----- Extracted entries

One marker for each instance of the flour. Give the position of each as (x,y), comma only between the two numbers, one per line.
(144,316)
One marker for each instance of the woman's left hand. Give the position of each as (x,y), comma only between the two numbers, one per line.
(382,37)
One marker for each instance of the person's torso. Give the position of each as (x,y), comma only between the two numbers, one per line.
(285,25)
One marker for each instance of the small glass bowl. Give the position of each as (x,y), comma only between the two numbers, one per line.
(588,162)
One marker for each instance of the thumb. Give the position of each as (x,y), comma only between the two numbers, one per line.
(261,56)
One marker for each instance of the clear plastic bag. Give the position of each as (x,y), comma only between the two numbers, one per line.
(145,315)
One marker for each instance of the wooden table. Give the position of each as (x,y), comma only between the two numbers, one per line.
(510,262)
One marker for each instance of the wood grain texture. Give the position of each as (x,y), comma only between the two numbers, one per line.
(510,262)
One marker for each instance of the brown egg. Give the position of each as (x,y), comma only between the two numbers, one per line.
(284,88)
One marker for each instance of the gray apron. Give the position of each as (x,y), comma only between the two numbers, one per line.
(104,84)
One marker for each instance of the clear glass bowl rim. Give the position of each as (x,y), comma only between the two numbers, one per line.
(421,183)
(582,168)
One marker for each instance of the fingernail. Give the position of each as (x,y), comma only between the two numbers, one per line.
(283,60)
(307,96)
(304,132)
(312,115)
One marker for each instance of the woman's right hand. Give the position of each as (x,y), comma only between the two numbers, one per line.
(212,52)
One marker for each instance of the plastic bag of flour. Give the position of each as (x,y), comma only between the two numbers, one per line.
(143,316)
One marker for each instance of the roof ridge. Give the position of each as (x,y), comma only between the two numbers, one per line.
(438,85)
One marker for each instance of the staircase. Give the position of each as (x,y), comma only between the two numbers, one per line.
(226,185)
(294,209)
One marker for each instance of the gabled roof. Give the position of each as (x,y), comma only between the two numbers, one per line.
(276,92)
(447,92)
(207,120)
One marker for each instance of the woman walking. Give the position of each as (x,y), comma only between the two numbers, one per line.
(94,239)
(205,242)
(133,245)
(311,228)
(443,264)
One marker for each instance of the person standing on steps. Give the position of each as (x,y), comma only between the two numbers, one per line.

----------

◆ Your instructions:
Every line above needs to be retyped exactly.

◆ Answer space:
One marker for each instance of the flour. Give the position of each as (x,y), comma only between the two numbers, one per line.
(144,316)
One marker for each instance of the woman's left hand. Give the position of each as (x,y), comma only between the two numbers, one per line.
(382,37)
One marker for each instance of the person's torso. Give the position of each as (x,y), comma only between the two numbers, one per line.
(285,25)
One marker for each instance of the small glass bowl. Give the position of each as (x,y), comma only between the two numbers, one per line.
(588,162)
One marker for each instance of the thumb. Give the position of each as (x,y), comma only between the two numbers, one per line.
(261,56)
One marker for each instance of the clear plastic bag. Give the position of each as (x,y), comma only between the two numbers, one per line.
(145,315)
One marker for each instance of the wooden table. Give the position of each as (x,y), comma only between the two numbers, one per line.
(510,262)
One marker for each instance of the wood grain texture. Give the position of each as (x,y), comma only between the two numbers, one per line.
(510,262)
One marker for each instance of the brown egg. Give the position of each as (x,y), comma only between the two numbers, one per line.
(284,88)
One marker for each instance of the gray apron. Give the position of each as (x,y), comma only between the two numbers, one per line.
(104,84)
One marker for each instance of the clear glass bowl rim. Give the position of each as (x,y), comma only between the two numbers, one per line.
(421,183)
(582,168)
One marker for each instance of the fingernail. Give the position of each as (x,y), comma only between the two numbers, one per line.
(283,60)
(307,96)
(304,132)
(312,115)
One marker for each instance of the woman's right hand. Give the position of each as (x,y), comma only between the two numbers, one per line.
(212,52)
One marker for each instance of the plastic bag of flour. Give the position of each as (x,y), comma only between the two numbers, one per line.
(143,316)
One marker for each instance of the roof ridge. Give the position of each as (x,y), comma only between the two numbers, one per line.
(438,85)
One marker for each instance of the staircase. Give the position of each as (x,y), comma only between the two numbers, one per line.
(226,185)
(294,209)
One marker for each instance of the gabled roof. Give the position of each as (x,y), comma only between the two numbers, one per line.
(276,92)
(447,92)
(207,120)
One marker for each instance of the woman walking. Give the position of each as (x,y), comma only between the two numbers, one per line.
(94,239)
(205,242)
(133,245)
(311,228)
(443,264)
One marker for each instance of the person standing on steps. Give the position of each as (x,y), comma only between the two numbers, one per line.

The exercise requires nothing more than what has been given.